** DOCUMENT EXCERPT **
Pritchett drew illustrations for Good Words in 1881 and 1882, and made drawings for H. R. Mills's General Geography (1888) and the 1890 edition of Charles Darwin's The Voyage of the Beagle. Exhibitions of his work were repeated in London between 1884 and 1890, and he lectured on his travels. He was an enthusiastic yachtsman, and an expert on yachts and craft of all kinds. He illustrated the Badminton Library volumes on Yachting (1894) and Sea Fishing (1895), and wrote much of the text of the former. His Pen and Pencil Sketches of Shipping and Craft all round the World first appeared in 1899. A collector of curios, he was an authority on ancient armour, and issued in 1890 an illustrated account of his collection of pipes in Smokiana (Pipes of All Nations). He was more successful in black-and-white than in water-colour; his drawings of shipping are noteworthy for technical accuracy.

** ACTIONS TO TAKE **
**a.** According to the passage on Pritchett, in what year did his Pen and Pencil Sketches of Shipping and Craft all round the World first appear?
**b.** Please reproduce the part of the passage on Pritchett that opens with the words containing "Pritchett drew illustrations" and closes with "for technical accuracy.".

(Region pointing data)
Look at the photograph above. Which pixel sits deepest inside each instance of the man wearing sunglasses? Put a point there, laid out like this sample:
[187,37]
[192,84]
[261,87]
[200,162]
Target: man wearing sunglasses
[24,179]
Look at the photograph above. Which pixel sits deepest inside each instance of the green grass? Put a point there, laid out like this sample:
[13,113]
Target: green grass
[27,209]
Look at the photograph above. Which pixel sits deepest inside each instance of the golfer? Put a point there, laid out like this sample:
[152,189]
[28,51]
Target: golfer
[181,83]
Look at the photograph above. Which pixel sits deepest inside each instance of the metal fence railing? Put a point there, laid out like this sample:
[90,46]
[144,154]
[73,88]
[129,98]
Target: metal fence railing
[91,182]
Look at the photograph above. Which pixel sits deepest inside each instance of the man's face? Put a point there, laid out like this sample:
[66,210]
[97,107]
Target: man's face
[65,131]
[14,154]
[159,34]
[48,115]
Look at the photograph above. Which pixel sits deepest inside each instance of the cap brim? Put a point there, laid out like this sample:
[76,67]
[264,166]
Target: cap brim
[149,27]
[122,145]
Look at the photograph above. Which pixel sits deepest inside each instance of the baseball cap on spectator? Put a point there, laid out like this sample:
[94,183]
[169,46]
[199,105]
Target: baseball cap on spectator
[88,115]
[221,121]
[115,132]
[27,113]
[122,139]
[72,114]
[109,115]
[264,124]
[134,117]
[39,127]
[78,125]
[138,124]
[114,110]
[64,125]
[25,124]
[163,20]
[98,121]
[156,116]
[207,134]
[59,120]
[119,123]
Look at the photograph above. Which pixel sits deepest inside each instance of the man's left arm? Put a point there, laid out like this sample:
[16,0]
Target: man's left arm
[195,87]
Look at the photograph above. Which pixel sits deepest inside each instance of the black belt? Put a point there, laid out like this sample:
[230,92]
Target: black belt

** ACTIVITY ANSWERS **
**a.** 1899

**b.**
Pritchett drew illustrations for Good Words in 1881 and 1882, and made drawings for H. R. Mills's General Geography (1888) and the 1890 edition of Charles Darwin's The Voyage of the Beagle. Exhibitions of his work were repeated in London between 1884 and 1890, and he lectured on his travels. He was an enthusiastic yachtsman, and an expert on yachts and craft of all kinds. He illustrated the Badminton Library volumes on Yachting (1894) and Sea Fishing (1895), and wrote much of the text of the former. His Pen and Pencil Sketches of Shipping and Craft all round the World first appeared in 1899. A collector of curios, he was an authority on ancient armour, and issued in 1890 an illustrated account of his collection of pipes in Smokiana (Pipes of All Nations). He was more successful in black-and-white than in water-colour; his drawings of shipping are noteworthy for technical accuracy.